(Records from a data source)
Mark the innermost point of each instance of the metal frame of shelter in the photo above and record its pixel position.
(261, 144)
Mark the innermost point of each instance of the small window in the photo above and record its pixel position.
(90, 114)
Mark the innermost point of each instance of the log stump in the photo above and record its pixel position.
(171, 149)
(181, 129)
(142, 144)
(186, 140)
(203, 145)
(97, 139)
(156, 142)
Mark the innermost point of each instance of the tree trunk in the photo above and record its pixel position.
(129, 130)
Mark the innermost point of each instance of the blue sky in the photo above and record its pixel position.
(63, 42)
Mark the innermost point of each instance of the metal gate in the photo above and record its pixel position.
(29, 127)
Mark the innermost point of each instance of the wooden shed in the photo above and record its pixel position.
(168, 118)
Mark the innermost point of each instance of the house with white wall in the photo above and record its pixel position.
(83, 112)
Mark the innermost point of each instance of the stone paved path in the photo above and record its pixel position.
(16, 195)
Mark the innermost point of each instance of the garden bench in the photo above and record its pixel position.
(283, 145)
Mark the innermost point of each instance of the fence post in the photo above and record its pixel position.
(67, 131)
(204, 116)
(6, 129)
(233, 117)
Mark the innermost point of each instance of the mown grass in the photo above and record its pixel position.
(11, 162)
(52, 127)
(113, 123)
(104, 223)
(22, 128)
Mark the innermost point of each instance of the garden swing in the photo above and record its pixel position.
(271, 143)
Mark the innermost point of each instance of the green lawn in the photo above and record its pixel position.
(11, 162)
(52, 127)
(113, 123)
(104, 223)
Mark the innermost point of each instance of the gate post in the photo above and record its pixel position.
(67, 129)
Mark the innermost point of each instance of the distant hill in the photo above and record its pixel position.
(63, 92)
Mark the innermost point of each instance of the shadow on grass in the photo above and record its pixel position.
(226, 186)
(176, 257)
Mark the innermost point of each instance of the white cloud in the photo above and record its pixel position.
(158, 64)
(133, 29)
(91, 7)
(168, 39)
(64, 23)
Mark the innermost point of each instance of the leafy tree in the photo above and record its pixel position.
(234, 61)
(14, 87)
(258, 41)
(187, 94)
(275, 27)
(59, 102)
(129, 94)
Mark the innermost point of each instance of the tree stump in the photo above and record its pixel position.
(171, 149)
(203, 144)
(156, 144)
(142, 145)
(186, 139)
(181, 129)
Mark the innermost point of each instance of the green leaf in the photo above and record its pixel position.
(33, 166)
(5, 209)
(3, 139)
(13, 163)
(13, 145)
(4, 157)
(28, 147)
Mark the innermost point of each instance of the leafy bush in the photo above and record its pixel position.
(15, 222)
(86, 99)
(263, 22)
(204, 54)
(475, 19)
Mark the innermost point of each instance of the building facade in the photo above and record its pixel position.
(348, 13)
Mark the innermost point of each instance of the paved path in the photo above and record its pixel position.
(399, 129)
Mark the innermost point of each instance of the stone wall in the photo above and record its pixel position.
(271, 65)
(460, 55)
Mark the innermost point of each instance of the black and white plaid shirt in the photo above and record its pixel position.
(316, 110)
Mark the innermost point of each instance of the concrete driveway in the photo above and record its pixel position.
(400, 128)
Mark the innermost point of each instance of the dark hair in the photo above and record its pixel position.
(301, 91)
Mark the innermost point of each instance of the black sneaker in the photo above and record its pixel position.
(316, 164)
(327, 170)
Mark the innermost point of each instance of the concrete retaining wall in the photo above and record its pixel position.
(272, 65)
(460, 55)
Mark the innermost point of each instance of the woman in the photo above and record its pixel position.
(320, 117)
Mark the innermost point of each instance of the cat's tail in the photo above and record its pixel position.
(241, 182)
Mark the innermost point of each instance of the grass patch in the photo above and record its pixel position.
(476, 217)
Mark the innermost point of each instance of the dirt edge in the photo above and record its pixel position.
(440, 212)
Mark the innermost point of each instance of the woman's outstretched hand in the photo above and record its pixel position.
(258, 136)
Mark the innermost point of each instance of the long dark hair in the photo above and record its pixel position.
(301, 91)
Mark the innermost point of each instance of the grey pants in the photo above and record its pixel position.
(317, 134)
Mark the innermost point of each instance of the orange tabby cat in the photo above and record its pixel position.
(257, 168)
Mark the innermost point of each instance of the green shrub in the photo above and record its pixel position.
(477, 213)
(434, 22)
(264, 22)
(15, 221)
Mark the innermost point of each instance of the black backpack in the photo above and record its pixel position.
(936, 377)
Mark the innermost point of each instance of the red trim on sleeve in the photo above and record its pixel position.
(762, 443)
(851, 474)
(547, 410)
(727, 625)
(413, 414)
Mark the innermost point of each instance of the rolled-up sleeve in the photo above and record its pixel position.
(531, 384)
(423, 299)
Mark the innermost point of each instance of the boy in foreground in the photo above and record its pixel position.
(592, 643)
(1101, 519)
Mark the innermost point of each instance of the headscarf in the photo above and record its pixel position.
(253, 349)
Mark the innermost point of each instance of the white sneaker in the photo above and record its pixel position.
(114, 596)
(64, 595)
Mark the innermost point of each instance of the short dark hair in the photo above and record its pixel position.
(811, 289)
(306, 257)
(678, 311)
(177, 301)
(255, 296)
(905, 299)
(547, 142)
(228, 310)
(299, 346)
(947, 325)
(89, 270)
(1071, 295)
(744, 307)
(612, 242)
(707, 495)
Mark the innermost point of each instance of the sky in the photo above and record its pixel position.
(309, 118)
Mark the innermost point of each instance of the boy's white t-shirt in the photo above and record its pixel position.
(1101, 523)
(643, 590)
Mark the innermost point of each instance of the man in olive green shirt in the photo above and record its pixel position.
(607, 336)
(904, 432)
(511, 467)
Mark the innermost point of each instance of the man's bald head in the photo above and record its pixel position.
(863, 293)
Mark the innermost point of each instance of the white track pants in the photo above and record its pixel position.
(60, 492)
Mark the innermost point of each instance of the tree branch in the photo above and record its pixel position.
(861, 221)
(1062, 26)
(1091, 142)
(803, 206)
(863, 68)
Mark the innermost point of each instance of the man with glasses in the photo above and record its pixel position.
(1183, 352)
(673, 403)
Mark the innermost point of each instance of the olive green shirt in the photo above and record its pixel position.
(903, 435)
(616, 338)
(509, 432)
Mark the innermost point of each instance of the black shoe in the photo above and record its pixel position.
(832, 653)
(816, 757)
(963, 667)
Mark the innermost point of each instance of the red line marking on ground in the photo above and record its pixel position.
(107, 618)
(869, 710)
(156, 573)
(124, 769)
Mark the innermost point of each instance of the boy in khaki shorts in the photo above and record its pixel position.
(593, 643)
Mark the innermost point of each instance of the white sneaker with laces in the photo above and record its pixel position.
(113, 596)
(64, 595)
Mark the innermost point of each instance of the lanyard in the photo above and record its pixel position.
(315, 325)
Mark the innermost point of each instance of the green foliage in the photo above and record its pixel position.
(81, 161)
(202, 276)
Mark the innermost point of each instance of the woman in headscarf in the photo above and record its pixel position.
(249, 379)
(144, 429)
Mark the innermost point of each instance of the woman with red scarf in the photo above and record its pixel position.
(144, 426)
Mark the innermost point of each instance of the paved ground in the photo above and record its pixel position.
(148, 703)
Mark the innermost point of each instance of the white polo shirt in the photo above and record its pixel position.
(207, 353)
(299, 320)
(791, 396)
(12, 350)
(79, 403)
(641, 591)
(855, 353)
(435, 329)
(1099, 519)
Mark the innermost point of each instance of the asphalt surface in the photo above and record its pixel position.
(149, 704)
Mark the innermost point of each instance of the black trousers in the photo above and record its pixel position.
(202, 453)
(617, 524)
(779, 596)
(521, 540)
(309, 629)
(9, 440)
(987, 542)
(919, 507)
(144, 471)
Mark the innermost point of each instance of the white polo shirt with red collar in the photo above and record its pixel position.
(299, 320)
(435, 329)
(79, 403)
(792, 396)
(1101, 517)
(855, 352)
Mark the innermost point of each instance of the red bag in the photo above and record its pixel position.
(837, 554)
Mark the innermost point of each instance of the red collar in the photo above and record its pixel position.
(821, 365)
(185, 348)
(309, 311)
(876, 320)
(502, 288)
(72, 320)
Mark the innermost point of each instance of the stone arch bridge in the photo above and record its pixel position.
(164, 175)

(What to work on)
Would you give again, word for word, every line from the one with "polo shirt with" through the final line of the listing above?

(Exercise output)
Mark the innermost point of each instance of the white polo shirt with red collar in the photo above and record its pixel position.
(299, 320)
(435, 329)
(79, 403)
(792, 396)
(1101, 517)
(855, 352)
Mark the innermost point of each instance of the red bag in the photo above and record its pixel position.
(837, 554)
Mark the innermost point of each instance of the red collar in the photo above and record its pixel position.
(821, 365)
(185, 348)
(309, 311)
(876, 320)
(502, 288)
(72, 320)
Mark the innermost point of each instance of the stone arch bridge in the photo above and record its pixel position.
(164, 175)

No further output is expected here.